::: Available records

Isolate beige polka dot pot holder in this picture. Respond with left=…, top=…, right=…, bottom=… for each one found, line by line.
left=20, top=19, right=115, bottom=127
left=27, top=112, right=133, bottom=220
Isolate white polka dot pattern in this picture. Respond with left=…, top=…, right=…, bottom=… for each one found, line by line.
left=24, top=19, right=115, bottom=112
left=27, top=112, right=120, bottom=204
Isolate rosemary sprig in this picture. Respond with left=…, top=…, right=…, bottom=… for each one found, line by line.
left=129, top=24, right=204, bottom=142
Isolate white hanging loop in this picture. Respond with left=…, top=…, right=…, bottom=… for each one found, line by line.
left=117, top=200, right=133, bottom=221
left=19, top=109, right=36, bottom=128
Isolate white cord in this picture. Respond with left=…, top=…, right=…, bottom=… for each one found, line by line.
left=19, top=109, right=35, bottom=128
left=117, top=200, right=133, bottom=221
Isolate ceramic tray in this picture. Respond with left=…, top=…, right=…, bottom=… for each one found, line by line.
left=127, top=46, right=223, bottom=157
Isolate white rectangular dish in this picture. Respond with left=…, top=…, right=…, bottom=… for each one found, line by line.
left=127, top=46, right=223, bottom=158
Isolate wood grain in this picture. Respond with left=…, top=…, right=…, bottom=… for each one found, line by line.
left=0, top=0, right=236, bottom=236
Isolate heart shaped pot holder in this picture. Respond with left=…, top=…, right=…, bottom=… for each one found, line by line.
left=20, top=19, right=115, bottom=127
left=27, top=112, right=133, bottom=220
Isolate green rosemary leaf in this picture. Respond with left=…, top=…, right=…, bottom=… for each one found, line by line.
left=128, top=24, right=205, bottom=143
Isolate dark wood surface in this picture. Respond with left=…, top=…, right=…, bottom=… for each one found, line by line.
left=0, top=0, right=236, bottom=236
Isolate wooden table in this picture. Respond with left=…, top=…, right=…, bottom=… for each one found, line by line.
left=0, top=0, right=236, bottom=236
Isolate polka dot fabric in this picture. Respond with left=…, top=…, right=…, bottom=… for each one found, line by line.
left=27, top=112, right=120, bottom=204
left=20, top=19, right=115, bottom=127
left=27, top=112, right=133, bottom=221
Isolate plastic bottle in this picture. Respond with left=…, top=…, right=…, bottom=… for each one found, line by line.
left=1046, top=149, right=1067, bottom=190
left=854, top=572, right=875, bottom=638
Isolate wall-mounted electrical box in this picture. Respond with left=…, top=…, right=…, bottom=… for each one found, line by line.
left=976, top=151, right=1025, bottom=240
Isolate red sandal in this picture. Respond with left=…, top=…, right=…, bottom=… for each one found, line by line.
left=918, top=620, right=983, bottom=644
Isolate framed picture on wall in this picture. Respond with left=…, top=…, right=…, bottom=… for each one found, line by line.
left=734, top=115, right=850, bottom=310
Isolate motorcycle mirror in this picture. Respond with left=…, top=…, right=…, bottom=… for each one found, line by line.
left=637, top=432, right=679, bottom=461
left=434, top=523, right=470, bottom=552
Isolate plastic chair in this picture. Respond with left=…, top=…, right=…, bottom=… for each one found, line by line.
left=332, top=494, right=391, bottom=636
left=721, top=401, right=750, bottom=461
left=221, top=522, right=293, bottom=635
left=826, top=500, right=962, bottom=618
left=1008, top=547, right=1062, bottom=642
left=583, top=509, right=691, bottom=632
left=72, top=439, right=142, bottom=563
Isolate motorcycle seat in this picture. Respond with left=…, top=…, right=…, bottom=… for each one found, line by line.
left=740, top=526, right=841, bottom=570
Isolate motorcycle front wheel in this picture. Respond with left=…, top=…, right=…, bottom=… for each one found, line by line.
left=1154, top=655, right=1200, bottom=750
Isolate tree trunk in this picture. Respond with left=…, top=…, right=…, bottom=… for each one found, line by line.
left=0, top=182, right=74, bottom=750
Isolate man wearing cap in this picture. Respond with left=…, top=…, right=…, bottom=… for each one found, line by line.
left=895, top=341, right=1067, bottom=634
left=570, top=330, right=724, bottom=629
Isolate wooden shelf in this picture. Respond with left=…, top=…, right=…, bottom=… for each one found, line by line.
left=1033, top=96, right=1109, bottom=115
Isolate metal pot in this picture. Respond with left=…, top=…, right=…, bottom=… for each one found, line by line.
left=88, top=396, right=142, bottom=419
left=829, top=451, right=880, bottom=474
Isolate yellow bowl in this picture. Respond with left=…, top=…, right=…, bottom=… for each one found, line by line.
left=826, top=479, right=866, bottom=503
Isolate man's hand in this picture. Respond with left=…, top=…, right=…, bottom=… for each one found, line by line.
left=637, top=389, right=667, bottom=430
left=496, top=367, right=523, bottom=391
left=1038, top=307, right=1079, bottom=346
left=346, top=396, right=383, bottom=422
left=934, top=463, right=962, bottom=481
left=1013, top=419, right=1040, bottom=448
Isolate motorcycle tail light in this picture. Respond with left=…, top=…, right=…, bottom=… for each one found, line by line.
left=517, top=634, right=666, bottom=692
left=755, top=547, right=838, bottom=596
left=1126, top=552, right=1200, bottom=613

::::::

*Required work*:
Please rewrite the listing above as a Markdown table with two columns, Row for the row number and Line for each line, leaving out any blank lines.

*Answer*:
| Row | Line |
|---|---|
| 1 | Isolate beige polka dot pot holder in this picture. Respond with left=…, top=…, right=…, bottom=… for each one found, line by line. |
| 2 | left=20, top=19, right=115, bottom=127 |
| 3 | left=27, top=112, right=133, bottom=220 |
| 4 | Isolate white polka dot pattern in this picture. Respond with left=…, top=…, right=…, bottom=… for each one found, line by line. |
| 5 | left=24, top=19, right=115, bottom=112 |
| 6 | left=27, top=112, right=120, bottom=204 |
| 7 | Isolate rosemary sprig in this picture. Respond with left=…, top=…, right=…, bottom=… for each one found, line by line. |
| 8 | left=129, top=24, right=204, bottom=142 |
| 9 | Isolate white hanging loop in this picture. Respond with left=…, top=…, right=…, bottom=… for each one found, line by line. |
| 10 | left=117, top=200, right=133, bottom=221 |
| 11 | left=19, top=109, right=36, bottom=128 |
| 12 | Isolate white cord in this picture. Respond with left=…, top=…, right=…, bottom=… for each one found, line by line. |
| 13 | left=19, top=109, right=35, bottom=128 |
| 14 | left=117, top=200, right=133, bottom=221 |
| 15 | Isolate ceramic tray in this picture. Respond with left=…, top=…, right=…, bottom=… for each one found, line by line. |
| 16 | left=127, top=46, right=223, bottom=157 |
| 17 | Isolate white rectangular dish in this picture. Respond with left=…, top=…, right=…, bottom=… for each one found, line by line. |
| 18 | left=127, top=46, right=223, bottom=158 |
| 19 | Isolate wood grain in this picture. Respond with left=…, top=…, right=…, bottom=… for each one found, line by line. |
| 20 | left=0, top=0, right=236, bottom=236 |
| 21 | Isolate heart shaped pot holder in this picture. Respond with left=…, top=…, right=…, bottom=… for each one found, line by line. |
| 22 | left=20, top=19, right=115, bottom=127 |
| 23 | left=27, top=112, right=133, bottom=220 |
| 24 | Isolate green rosemary leaf in this picture. Respond with left=…, top=…, right=…, bottom=… for each one found, line by line. |
| 25 | left=128, top=24, right=205, bottom=143 |
| 26 | Isolate dark wood surface in this picture. Respond with left=…, top=…, right=…, bottom=… for each one found, line by line. |
| 27 | left=0, top=0, right=236, bottom=236 |
| 28 | Isolate wooden table in this picture. Respond with left=…, top=…, right=…, bottom=… for each one found, line by line. |
| 29 | left=0, top=0, right=236, bottom=236 |
| 30 | Isolate polka dot fabric in this picture. Respond with left=…, top=…, right=…, bottom=… for each one found, line by line. |
| 31 | left=27, top=112, right=120, bottom=204 |
| 32 | left=20, top=19, right=115, bottom=127 |
| 33 | left=27, top=112, right=133, bottom=221 |
| 34 | Isolate plastic bottle in this picture. Respond with left=…, top=…, right=…, bottom=… for each one found, line by line. |
| 35 | left=1046, top=149, right=1067, bottom=190 |
| 36 | left=854, top=572, right=875, bottom=638 |
| 37 | Isolate wall-mounted electrical box in this picture. Respond with left=…, top=…, right=…, bottom=… for each one found, line by line. |
| 38 | left=976, top=151, right=1025, bottom=240 |
| 39 | Isolate red sandal in this picture. Respond with left=…, top=…, right=…, bottom=… for each one found, line by line. |
| 40 | left=918, top=620, right=983, bottom=644 |
| 41 | Isolate framed picture on wall in this picture. Respond with left=…, top=…, right=…, bottom=… for each one found, line by line. |
| 42 | left=734, top=115, right=850, bottom=310 |
| 43 | Isolate motorcycle mirror in this picture. Respond with left=…, top=…, right=…, bottom=… for each one found, line by line. |
| 44 | left=637, top=432, right=679, bottom=461 |
| 45 | left=434, top=523, right=470, bottom=552 |
| 46 | Isolate plastic chair in this picture. Respond with left=…, top=…, right=…, bottom=… for each one found, line by line. |
| 47 | left=332, top=494, right=391, bottom=636 |
| 48 | left=721, top=401, right=750, bottom=461 |
| 49 | left=221, top=522, right=293, bottom=635 |
| 50 | left=826, top=500, right=962, bottom=618 |
| 51 | left=1008, top=547, right=1062, bottom=642 |
| 52 | left=583, top=509, right=691, bottom=632 |
| 53 | left=72, top=439, right=142, bottom=563 |
| 54 | Isolate motorcycle seat in this picture. Respond with left=…, top=…, right=…, bottom=… for each one found, line by line. |
| 55 | left=740, top=526, right=841, bottom=570 |
| 56 | Isolate motorcycle front wheel in this picture. Respond with left=…, top=…, right=…, bottom=… for each one found, line by line. |
| 57 | left=1154, top=655, right=1200, bottom=750 |
| 58 | Isolate tree trunk in this picture. Respond with left=…, top=…, right=…, bottom=… for each one found, line by line. |
| 59 | left=0, top=182, right=74, bottom=750 |
| 60 | Isolate man wearing cap in this picture. Respond with left=…, top=…, right=…, bottom=… for each one found, line by line. |
| 61 | left=895, top=341, right=1067, bottom=634 |
| 62 | left=570, top=330, right=724, bottom=629 |
| 63 | Isolate wooden shelf in this picture. Respond with left=…, top=…, right=…, bottom=… for each one found, line by line. |
| 64 | left=1033, top=96, right=1109, bottom=115 |
| 65 | Isolate metal pot in this picture. Respond with left=…, top=…, right=…, bottom=… for each one found, line by line. |
| 66 | left=88, top=396, right=142, bottom=419 |
| 67 | left=829, top=451, right=880, bottom=474 |
| 68 | Isolate yellow bowl in this picture. Respond with left=…, top=…, right=…, bottom=… for each one found, line by line. |
| 69 | left=826, top=479, right=866, bottom=503 |
| 70 | Isolate man's hand in this picture. Respond with left=…, top=…, right=…, bottom=… for each one found, line by line. |
| 71 | left=637, top=389, right=667, bottom=430 |
| 72 | left=496, top=367, right=523, bottom=391 |
| 73 | left=1038, top=307, right=1079, bottom=346 |
| 74 | left=346, top=396, right=383, bottom=422 |
| 75 | left=934, top=463, right=962, bottom=481 |
| 76 | left=1013, top=419, right=1040, bottom=448 |
| 77 | Isolate motorcycle tail light in this picture. Respond with left=…, top=…, right=…, bottom=… for each one found, line by line. |
| 78 | left=517, top=634, right=666, bottom=692 |
| 79 | left=755, top=547, right=838, bottom=596 |
| 80 | left=1126, top=552, right=1200, bottom=613 |